• [Exercise description]: Search the listing for the string "window". Copy every line that has it.

• [Data for processing]:
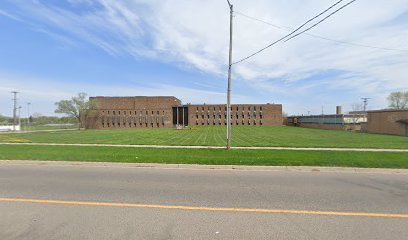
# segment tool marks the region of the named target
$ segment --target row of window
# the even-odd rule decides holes
[[[198,126],[198,125],[200,125],[200,124],[201,124],[202,126],[222,125],[222,124],[227,125],[227,120],[224,119],[224,121],[221,121],[221,119],[220,119],[220,120],[218,120],[218,121],[210,121],[210,119],[207,119],[207,121],[204,121],[204,119],[202,119],[201,121],[196,120],[195,123],[196,123],[196,126]],[[241,120],[238,120],[238,119],[236,119],[235,121],[231,120],[231,125],[242,125],[242,126],[245,126],[245,125],[248,125],[248,126],[254,125],[254,126],[256,126],[257,124],[259,124],[260,126],[262,126],[262,125],[263,125],[262,119],[260,119],[259,121],[257,121],[256,119],[254,119],[253,121],[251,121],[251,120],[249,120],[249,119],[248,119],[248,121],[246,121],[246,120],[244,120],[244,119],[242,119],[242,121],[241,121]]]
[[[251,119],[251,117],[253,116],[253,118],[256,119],[257,114],[258,113],[256,111],[254,111],[253,113],[251,113],[251,112],[245,113],[244,111],[242,111],[242,113],[239,113],[239,112],[233,113],[233,112],[231,112],[231,118],[234,118],[234,116],[235,116],[236,119],[241,118],[241,119],[244,120],[245,118]],[[210,113],[210,111],[208,111],[206,115],[207,115],[208,119],[210,119],[210,116],[212,116],[212,118],[214,120],[217,120],[217,118],[222,118],[222,115],[224,115],[224,118],[227,118],[227,112],[224,112],[224,114],[221,114],[221,111],[219,111],[218,113],[212,112],[212,114]],[[196,116],[196,119],[198,119],[199,118],[199,113],[196,112],[195,116]],[[204,116],[205,116],[204,111],[202,111],[201,112],[201,119],[204,119]],[[262,111],[259,112],[259,118],[260,119],[263,118]]]
[[[200,108],[200,107],[197,107],[197,111],[199,110],[199,108]],[[201,107],[201,110],[204,111],[204,108],[205,108],[205,107]],[[208,107],[207,107],[207,110],[213,109],[213,111],[216,111],[216,109],[218,109],[219,111],[221,111],[222,108],[224,109],[224,111],[227,111],[227,106],[224,106],[224,107],[211,107],[211,106],[208,106]],[[237,106],[237,107],[231,107],[231,111],[233,111],[234,109],[236,109],[237,112],[238,112],[239,109],[240,109],[240,107],[239,107],[239,106]],[[242,111],[244,111],[244,110],[245,110],[245,106],[242,106],[241,109],[242,109]],[[248,106],[247,109],[248,109],[248,111],[251,111],[251,109],[252,109],[253,111],[256,111],[256,106]],[[259,110],[262,111],[262,106],[259,107]]]
[[[151,112],[151,114],[150,114]],[[111,114],[112,113],[112,114]],[[165,115],[164,111],[102,111],[100,116],[102,128],[110,127],[164,127]],[[133,113],[133,114],[132,114]]]

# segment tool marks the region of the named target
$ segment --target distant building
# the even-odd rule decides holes
[[[340,106],[336,107],[336,114],[290,116],[287,119],[288,126],[351,131],[360,131],[361,125],[365,122],[367,122],[365,112],[342,114]]]
[[[408,110],[368,111],[367,132],[408,136]]]
[[[91,97],[97,102],[86,121],[88,129],[172,128],[227,125],[225,104],[183,105],[172,96]],[[280,104],[233,104],[231,124],[282,125]]]

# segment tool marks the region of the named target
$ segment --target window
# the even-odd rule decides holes
[[[139,115],[139,124],[142,125],[142,111],[140,111],[140,115]]]
[[[105,127],[105,111],[102,111],[101,124],[102,124],[102,128],[104,128]]]
[[[259,121],[259,125],[261,125],[261,126],[262,126],[262,124],[263,124],[263,123],[262,123],[262,119],[261,119],[261,120]]]
[[[115,122],[116,122],[116,116],[115,116],[115,111],[112,112],[112,126],[115,126]]]

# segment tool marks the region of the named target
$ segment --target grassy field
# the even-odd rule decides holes
[[[59,130],[59,129],[78,129],[78,126],[22,126],[23,131],[39,131],[39,130]]]
[[[284,126],[232,128],[233,146],[408,149],[408,138]],[[223,146],[225,127],[114,129],[0,134],[0,142]]]
[[[408,153],[0,145],[0,159],[408,169]]]

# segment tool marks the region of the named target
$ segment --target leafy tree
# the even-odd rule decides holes
[[[408,91],[393,92],[388,98],[388,106],[392,109],[407,109],[408,108]]]
[[[0,114],[0,125],[8,125],[12,123],[12,118]]]
[[[96,102],[88,100],[86,93],[78,93],[78,96],[72,97],[71,100],[61,100],[56,102],[57,109],[55,113],[67,114],[77,119],[79,128],[85,127],[86,118],[91,110],[96,108]]]

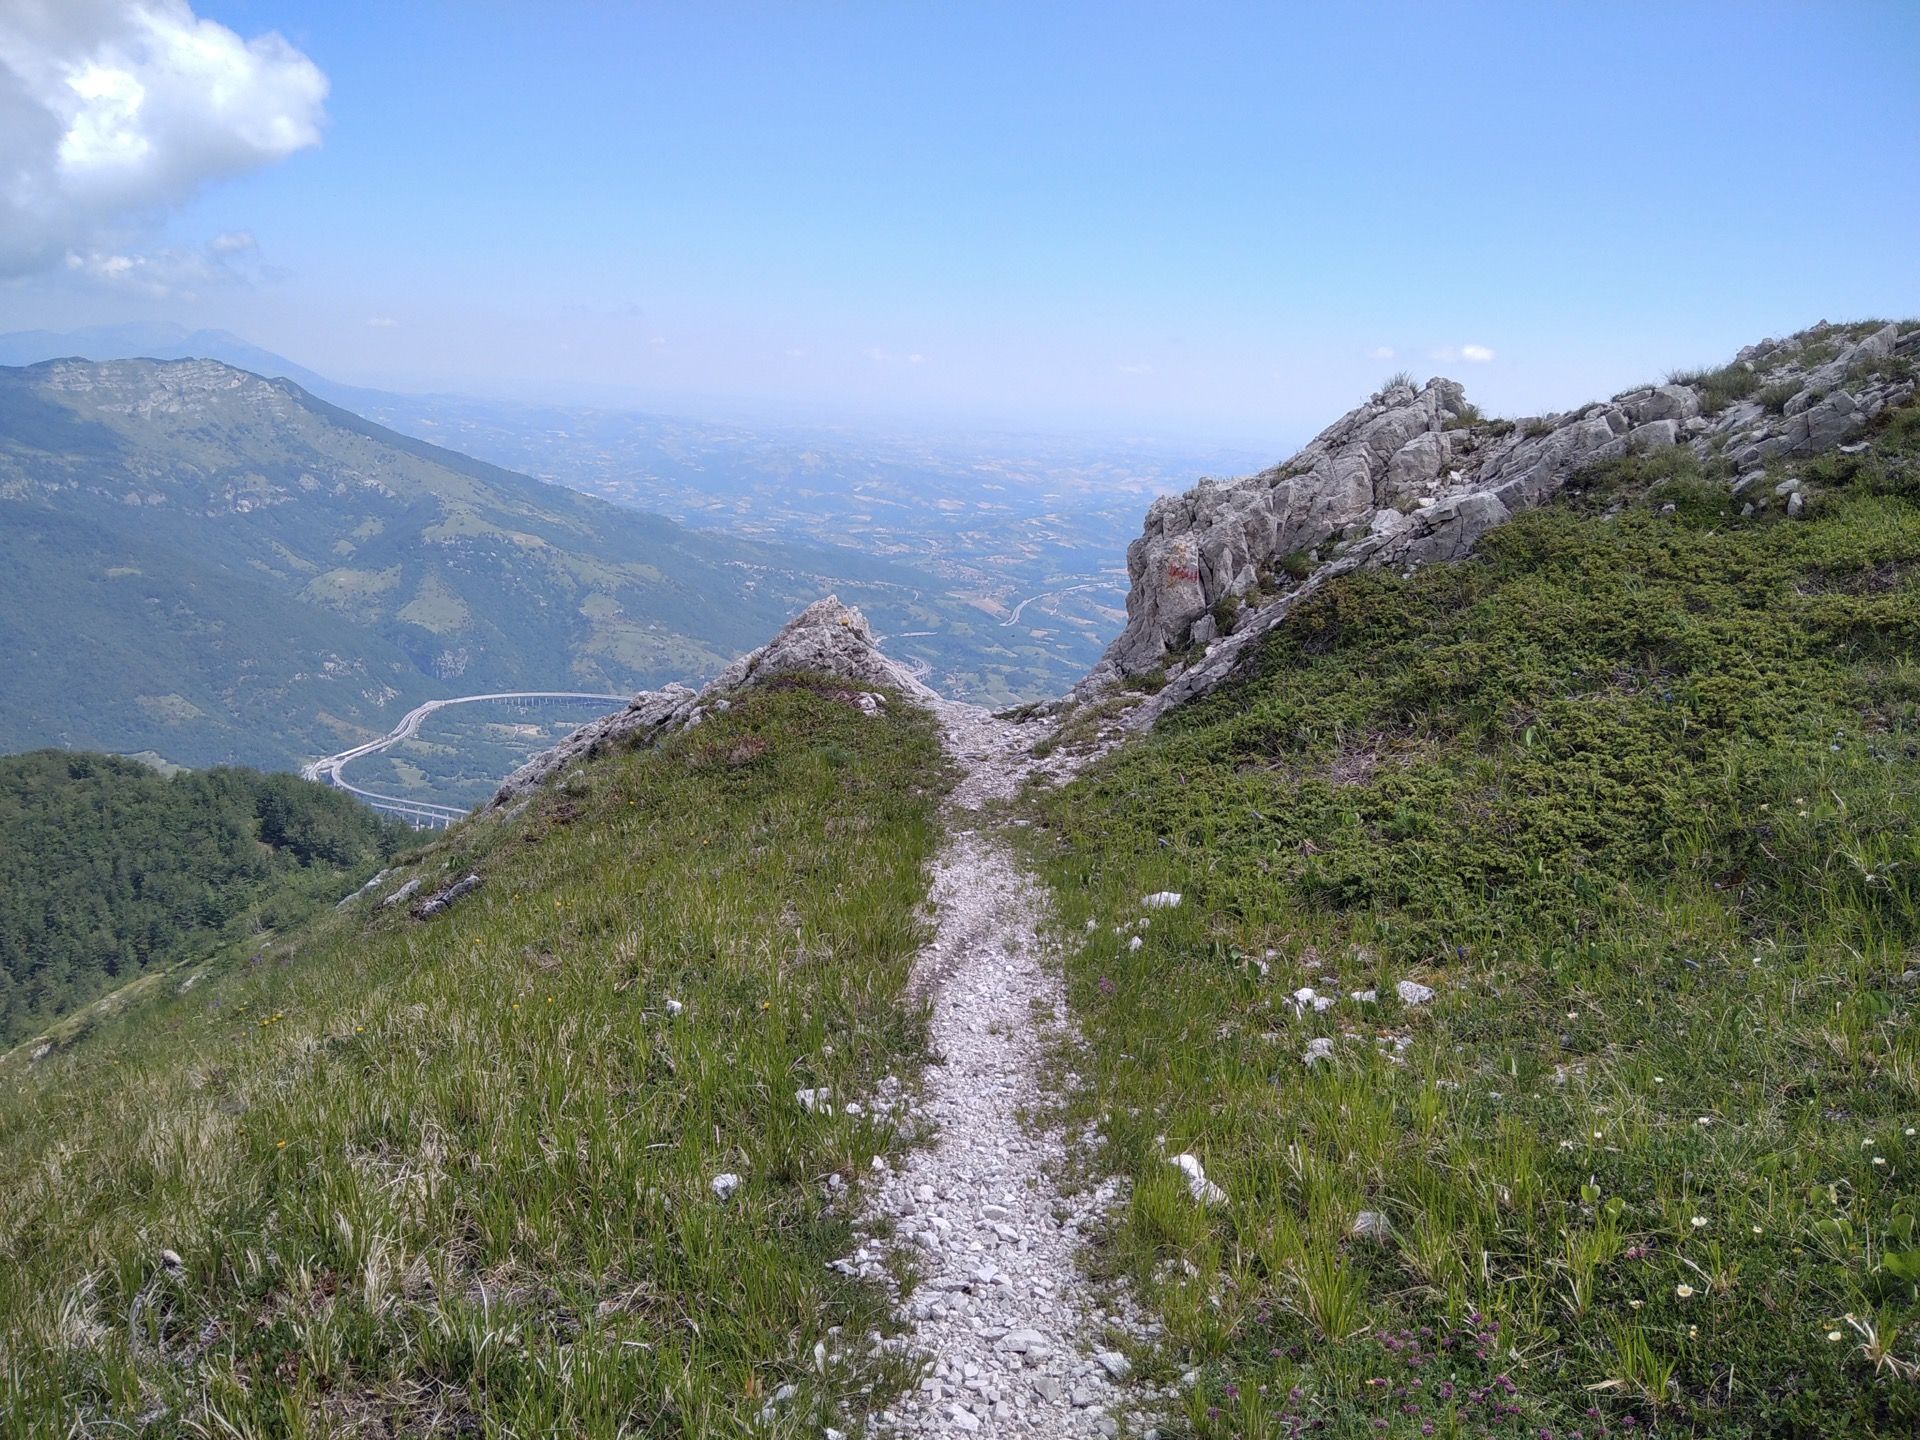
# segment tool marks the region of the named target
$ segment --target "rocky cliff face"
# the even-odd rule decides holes
[[[576,760],[616,744],[645,744],[688,729],[708,711],[725,709],[730,695],[800,672],[830,675],[859,687],[886,686],[921,704],[935,704],[940,698],[905,666],[880,653],[864,615],[841,604],[837,595],[829,595],[789,620],[767,644],[735,660],[704,690],[696,692],[685,685],[643,690],[626,709],[582,725],[509,775],[487,808],[498,809],[524,798]],[[864,693],[860,702],[863,708],[884,703],[881,697]]]
[[[1077,692],[1166,667],[1143,720],[1199,694],[1305,595],[1367,565],[1455,560],[1579,470],[1685,444],[1738,493],[1769,462],[1844,445],[1914,393],[1920,328],[1821,324],[1676,383],[1522,422],[1489,421],[1451,380],[1396,384],[1282,465],[1156,501],[1127,550],[1127,626]]]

• [Answer space]:
$ segment --target row of window
$ segment --target window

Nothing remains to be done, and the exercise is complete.